◆ BRIEF ◆
Copy the material below, swapping "separate parts" for "disjoint pieces" everywhere and leaving every other character as it is.

◆ Dataset rows ◆
┌──

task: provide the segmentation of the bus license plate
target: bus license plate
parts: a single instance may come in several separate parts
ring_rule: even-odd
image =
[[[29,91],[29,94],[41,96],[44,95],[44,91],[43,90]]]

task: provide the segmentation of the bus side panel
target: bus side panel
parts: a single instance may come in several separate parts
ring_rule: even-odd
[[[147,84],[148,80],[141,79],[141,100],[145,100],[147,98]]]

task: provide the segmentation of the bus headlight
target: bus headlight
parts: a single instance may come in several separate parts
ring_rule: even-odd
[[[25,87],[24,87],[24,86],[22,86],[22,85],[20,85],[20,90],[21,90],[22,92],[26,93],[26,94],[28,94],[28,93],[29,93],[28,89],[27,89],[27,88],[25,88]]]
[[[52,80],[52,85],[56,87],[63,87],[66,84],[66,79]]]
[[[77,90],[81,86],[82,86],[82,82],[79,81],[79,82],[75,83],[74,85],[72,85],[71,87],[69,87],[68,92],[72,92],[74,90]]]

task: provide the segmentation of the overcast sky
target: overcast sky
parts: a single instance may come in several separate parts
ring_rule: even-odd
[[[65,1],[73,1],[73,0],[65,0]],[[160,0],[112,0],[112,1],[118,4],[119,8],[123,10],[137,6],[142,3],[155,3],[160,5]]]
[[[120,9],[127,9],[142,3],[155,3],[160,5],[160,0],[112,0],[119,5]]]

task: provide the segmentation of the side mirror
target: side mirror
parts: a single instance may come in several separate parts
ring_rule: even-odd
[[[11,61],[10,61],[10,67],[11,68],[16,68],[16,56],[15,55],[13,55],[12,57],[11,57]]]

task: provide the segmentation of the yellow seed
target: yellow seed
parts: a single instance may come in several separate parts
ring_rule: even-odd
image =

└──

◆ EXERCISE RESULT ◆
task: provide the segmentation of the bus license plate
target: bus license plate
parts: a single instance may come in several disjoint pieces
ring_rule: even-odd
image =
[[[29,91],[29,94],[41,96],[44,95],[44,91],[43,90]]]

task: provide the segmentation of the bus side panel
target: bus side panel
parts: a single instance may come in several disjoint pieces
ring_rule: even-odd
[[[147,84],[148,80],[141,79],[141,100],[145,100],[147,98]]]

task: provide the segmentation of the bus headlight
target: bus headlight
parts: a single instance may come in several disjoint pieces
ring_rule: even-odd
[[[25,87],[24,87],[24,86],[22,86],[22,85],[20,85],[20,90],[21,90],[22,92],[26,93],[26,94],[28,94],[28,93],[29,93],[28,89],[27,89],[27,88],[25,88]]]
[[[52,80],[52,85],[56,87],[63,87],[66,84],[66,79]]]
[[[77,90],[81,86],[82,86],[82,82],[79,81],[79,82],[75,83],[74,85],[72,85],[71,87],[69,87],[68,92],[72,92],[74,90]]]

task: provide the segmentation of the overcast sky
target: overcast sky
parts: a single instance may come in several disjoint pieces
ring_rule: even-odd
[[[65,1],[73,1],[73,0],[65,0]],[[160,0],[112,0],[112,1],[118,4],[119,8],[123,10],[137,6],[142,3],[155,3],[160,5]]]
[[[120,9],[127,9],[142,3],[155,3],[160,5],[160,0],[112,0],[119,5]]]

task: provide the segmentation of the side mirror
target: side mirror
parts: a single instance may come in several disjoint pieces
ring_rule: even-odd
[[[11,61],[10,61],[10,67],[11,68],[16,68],[16,56],[15,55],[13,55],[12,57],[11,57]]]

task: provide the segmentation of the yellow seed
target: yellow seed
parts: a single instance may come in several disjoint pieces
ring_rule: even-odd
image =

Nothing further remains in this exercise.